February 11, 2014 at 1:27 am
Wait. Rollback usually takes longer than the roll forward. DO NOT restart SQL, otherwise the rollback will be restarted after the instance restarts, probably with the database unavailable to anyone.
Gail Shaw
Microsoft Certified Master: SQL Server, MVP, M.Sc (Comp Sci)
SQL In The Wild: Discussions on DB performance with occasional diversions into recoverability
February 11, 2014 at 2:24 am
thx for reminding.
I will not restart sql server for this. It looks like no other session as been affected by this session. however, the weird thing is that the session has used zero CPU & IO in sp_who2...
February 11, 2014 at 4:19 am
If you run a KILL for that session, what's the output that you get?
Gail Shaw
Microsoft Certified Master: SQL Server, MVP, M.Sc (Comp Sci)
SQL In The Wild: Discussions on DB performance with occasional diversions into recoverability
February 12, 2014 at 1:06 am
when i just tried to kill the session again. it showed,
SPID 107: transaction rollback in progress. Estimated rollback completion: 0%. Estimated time remaining: 0 seconds.

Stored data:
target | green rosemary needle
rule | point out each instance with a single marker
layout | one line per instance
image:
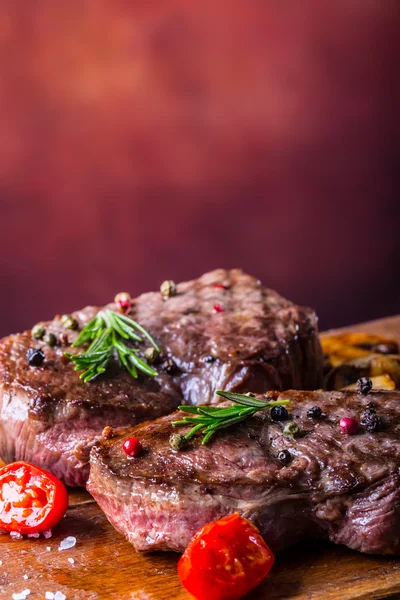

Tasks to perform:
• 1. Reproduce the part of the SQL Server thread between "I will not restart" and "that you get?", inclusive.
• 2. In the SQL Server thread, what happens to the rollback if SQL is restarted?

In response:
• 1.
I will not restart sql server for this. It looks like no other session as been affected by this session. however, the weird thing is that the session has used zero CPU & IO in sp_who2...
February 11, 2014 at 4:19 am
If you run a KILL for that session, what's the output that you get?

• 2. The rollback will be restarted after the instance restarts, probably with the database unavailable to anyone.